# EXERCISE PROMPT
Reproduce every line of the material below word for word, changing nothing.

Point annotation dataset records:
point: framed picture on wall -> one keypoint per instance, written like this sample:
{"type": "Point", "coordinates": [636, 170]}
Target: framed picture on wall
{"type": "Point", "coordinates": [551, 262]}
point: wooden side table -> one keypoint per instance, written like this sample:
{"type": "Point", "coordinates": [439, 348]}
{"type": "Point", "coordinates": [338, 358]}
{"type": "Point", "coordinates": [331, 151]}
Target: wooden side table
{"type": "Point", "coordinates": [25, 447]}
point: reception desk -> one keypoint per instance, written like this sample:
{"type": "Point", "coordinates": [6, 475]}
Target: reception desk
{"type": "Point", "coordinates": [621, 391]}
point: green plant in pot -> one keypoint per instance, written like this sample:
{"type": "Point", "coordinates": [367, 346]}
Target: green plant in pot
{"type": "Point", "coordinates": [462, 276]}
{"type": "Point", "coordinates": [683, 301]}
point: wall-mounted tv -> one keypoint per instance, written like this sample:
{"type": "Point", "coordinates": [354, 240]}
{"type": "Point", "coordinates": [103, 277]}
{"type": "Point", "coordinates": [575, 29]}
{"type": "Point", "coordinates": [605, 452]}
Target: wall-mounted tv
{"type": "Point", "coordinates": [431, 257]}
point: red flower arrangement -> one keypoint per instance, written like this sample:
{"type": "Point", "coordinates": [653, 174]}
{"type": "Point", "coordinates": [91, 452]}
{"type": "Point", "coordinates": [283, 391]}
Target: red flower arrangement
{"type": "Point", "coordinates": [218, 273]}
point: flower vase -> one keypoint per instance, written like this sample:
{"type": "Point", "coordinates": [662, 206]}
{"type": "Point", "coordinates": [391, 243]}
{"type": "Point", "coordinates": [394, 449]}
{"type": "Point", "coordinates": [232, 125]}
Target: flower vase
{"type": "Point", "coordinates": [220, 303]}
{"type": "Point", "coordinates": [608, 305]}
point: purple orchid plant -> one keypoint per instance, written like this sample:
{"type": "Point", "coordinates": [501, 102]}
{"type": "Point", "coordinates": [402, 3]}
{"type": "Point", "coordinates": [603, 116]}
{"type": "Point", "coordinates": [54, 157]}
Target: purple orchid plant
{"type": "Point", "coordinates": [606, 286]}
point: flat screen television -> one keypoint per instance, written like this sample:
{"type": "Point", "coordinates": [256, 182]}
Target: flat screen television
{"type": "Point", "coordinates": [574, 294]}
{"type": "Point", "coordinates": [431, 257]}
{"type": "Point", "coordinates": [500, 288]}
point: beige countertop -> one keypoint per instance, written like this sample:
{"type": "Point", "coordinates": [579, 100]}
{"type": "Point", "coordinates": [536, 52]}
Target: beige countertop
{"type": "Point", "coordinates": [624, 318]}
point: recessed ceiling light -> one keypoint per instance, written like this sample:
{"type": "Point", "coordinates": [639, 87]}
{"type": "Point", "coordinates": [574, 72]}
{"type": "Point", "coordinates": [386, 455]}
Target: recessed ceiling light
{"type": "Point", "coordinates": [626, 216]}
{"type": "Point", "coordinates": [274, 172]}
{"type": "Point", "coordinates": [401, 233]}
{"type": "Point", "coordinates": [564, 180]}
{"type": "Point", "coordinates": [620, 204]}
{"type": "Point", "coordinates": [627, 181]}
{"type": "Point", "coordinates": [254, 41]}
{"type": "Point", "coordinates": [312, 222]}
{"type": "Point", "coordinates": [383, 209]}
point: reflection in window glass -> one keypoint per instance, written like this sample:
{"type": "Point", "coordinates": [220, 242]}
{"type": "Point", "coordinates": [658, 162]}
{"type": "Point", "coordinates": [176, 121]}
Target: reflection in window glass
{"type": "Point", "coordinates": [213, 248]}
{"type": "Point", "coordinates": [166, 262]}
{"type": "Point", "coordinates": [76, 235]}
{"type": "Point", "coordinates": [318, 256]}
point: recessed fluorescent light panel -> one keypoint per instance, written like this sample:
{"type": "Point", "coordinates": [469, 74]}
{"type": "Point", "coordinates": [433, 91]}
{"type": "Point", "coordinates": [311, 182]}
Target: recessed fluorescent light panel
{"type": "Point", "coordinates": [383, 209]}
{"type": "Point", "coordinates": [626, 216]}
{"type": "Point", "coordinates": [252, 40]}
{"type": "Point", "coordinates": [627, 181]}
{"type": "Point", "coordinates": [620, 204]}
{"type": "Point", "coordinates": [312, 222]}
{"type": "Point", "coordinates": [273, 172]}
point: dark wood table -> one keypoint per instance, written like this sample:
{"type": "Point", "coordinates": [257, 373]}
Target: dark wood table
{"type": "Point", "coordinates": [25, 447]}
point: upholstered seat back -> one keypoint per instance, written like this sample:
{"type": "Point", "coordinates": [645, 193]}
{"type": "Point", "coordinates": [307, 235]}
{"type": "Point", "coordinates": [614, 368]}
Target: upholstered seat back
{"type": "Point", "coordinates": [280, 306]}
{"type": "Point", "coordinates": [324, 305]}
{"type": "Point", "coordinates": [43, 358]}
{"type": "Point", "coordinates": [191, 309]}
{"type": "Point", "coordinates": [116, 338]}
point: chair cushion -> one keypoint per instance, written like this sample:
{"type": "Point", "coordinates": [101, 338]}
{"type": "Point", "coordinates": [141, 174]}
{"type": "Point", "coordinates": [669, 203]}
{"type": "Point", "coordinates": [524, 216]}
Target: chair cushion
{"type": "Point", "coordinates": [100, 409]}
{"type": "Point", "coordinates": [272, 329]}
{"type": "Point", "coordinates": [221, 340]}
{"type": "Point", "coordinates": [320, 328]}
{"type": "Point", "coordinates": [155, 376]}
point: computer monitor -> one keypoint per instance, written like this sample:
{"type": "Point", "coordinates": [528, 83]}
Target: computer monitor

# RESULT BELOW
point: framed picture on wall -> one keypoint per instance, written like this sample:
{"type": "Point", "coordinates": [636, 170]}
Target: framed picture on wall
{"type": "Point", "coordinates": [551, 262]}
point: wooden side table -> one keypoint per instance, written like this sample:
{"type": "Point", "coordinates": [439, 348]}
{"type": "Point", "coordinates": [338, 358]}
{"type": "Point", "coordinates": [331, 151]}
Target: wooden side table
{"type": "Point", "coordinates": [25, 447]}
point: reception desk -> one keypoint per instance, written like this sample:
{"type": "Point", "coordinates": [6, 475]}
Target: reception desk
{"type": "Point", "coordinates": [621, 391]}
point: green plant in pot -> one keypoint per instance, written like this sample:
{"type": "Point", "coordinates": [367, 346]}
Target: green plant in pot
{"type": "Point", "coordinates": [462, 276]}
{"type": "Point", "coordinates": [683, 301]}
point: wall-mounted tv -> one keypoint per instance, written like this sample:
{"type": "Point", "coordinates": [354, 240]}
{"type": "Point", "coordinates": [103, 277]}
{"type": "Point", "coordinates": [575, 29]}
{"type": "Point", "coordinates": [605, 452]}
Target: wall-mounted tv
{"type": "Point", "coordinates": [431, 257]}
point: red flower arrangement -> one keypoint per instance, written like this sample:
{"type": "Point", "coordinates": [653, 174]}
{"type": "Point", "coordinates": [91, 452]}
{"type": "Point", "coordinates": [283, 391]}
Target: red flower arrangement
{"type": "Point", "coordinates": [218, 273]}
point: flower vase -> one keypoint per instance, written like this sample:
{"type": "Point", "coordinates": [662, 206]}
{"type": "Point", "coordinates": [391, 243]}
{"type": "Point", "coordinates": [394, 449]}
{"type": "Point", "coordinates": [232, 125]}
Target: flower vase
{"type": "Point", "coordinates": [220, 303]}
{"type": "Point", "coordinates": [608, 305]}
point: purple orchid plant -> one keypoint per instance, written like this sample:
{"type": "Point", "coordinates": [501, 102]}
{"type": "Point", "coordinates": [402, 3]}
{"type": "Point", "coordinates": [603, 116]}
{"type": "Point", "coordinates": [54, 157]}
Target: purple orchid plant
{"type": "Point", "coordinates": [606, 286]}
point: flat screen television -> one keypoint per instance, written like this sample:
{"type": "Point", "coordinates": [256, 182]}
Target: flat screen television
{"type": "Point", "coordinates": [574, 294]}
{"type": "Point", "coordinates": [431, 257]}
{"type": "Point", "coordinates": [500, 288]}
point: beige countertop -> one keypoint per instance, written like this sample:
{"type": "Point", "coordinates": [579, 100]}
{"type": "Point", "coordinates": [536, 52]}
Target: beige countertop
{"type": "Point", "coordinates": [624, 318]}
point: recessed ceiling light -> one keypoint per instance, written like this sample:
{"type": "Point", "coordinates": [639, 87]}
{"type": "Point", "coordinates": [574, 72]}
{"type": "Point", "coordinates": [386, 455]}
Target: recessed ceiling light
{"type": "Point", "coordinates": [626, 216]}
{"type": "Point", "coordinates": [274, 172]}
{"type": "Point", "coordinates": [401, 233]}
{"type": "Point", "coordinates": [564, 180]}
{"type": "Point", "coordinates": [620, 204]}
{"type": "Point", "coordinates": [627, 181]}
{"type": "Point", "coordinates": [254, 41]}
{"type": "Point", "coordinates": [312, 222]}
{"type": "Point", "coordinates": [383, 209]}
point: reflection in window glass -> one keypoint per instance, written like this sample:
{"type": "Point", "coordinates": [220, 242]}
{"type": "Point", "coordinates": [658, 162]}
{"type": "Point", "coordinates": [176, 121]}
Target: reflection in window glass
{"type": "Point", "coordinates": [213, 248]}
{"type": "Point", "coordinates": [166, 262]}
{"type": "Point", "coordinates": [76, 235]}
{"type": "Point", "coordinates": [318, 256]}
point: recessed fluorescent light panel -> one keypoint per instance, written like this sample:
{"type": "Point", "coordinates": [469, 74]}
{"type": "Point", "coordinates": [433, 91]}
{"type": "Point", "coordinates": [311, 182]}
Target: recessed fluorescent light panel
{"type": "Point", "coordinates": [383, 209]}
{"type": "Point", "coordinates": [626, 216]}
{"type": "Point", "coordinates": [252, 40]}
{"type": "Point", "coordinates": [627, 181]}
{"type": "Point", "coordinates": [620, 204]}
{"type": "Point", "coordinates": [312, 222]}
{"type": "Point", "coordinates": [273, 172]}
point: dark wood table -> one keypoint per instance, written like this sample:
{"type": "Point", "coordinates": [257, 373]}
Target: dark wood table
{"type": "Point", "coordinates": [25, 447]}
point: upholstered seat back -> one keypoint per instance, written like this sample:
{"type": "Point", "coordinates": [645, 193]}
{"type": "Point", "coordinates": [307, 235]}
{"type": "Point", "coordinates": [614, 368]}
Target: upholstered seat back
{"type": "Point", "coordinates": [280, 306]}
{"type": "Point", "coordinates": [324, 305]}
{"type": "Point", "coordinates": [43, 358]}
{"type": "Point", "coordinates": [191, 309]}
{"type": "Point", "coordinates": [116, 338]}
point: chair cushion -> one keypoint per instance, written like this sample:
{"type": "Point", "coordinates": [101, 338]}
{"type": "Point", "coordinates": [141, 174]}
{"type": "Point", "coordinates": [669, 203]}
{"type": "Point", "coordinates": [524, 216]}
Target: chair cushion
{"type": "Point", "coordinates": [100, 409]}
{"type": "Point", "coordinates": [272, 329]}
{"type": "Point", "coordinates": [221, 340]}
{"type": "Point", "coordinates": [320, 328]}
{"type": "Point", "coordinates": [155, 376]}
point: computer monitor -> one keypoint per instance, written like this sample:
{"type": "Point", "coordinates": [528, 83]}
Target: computer monitor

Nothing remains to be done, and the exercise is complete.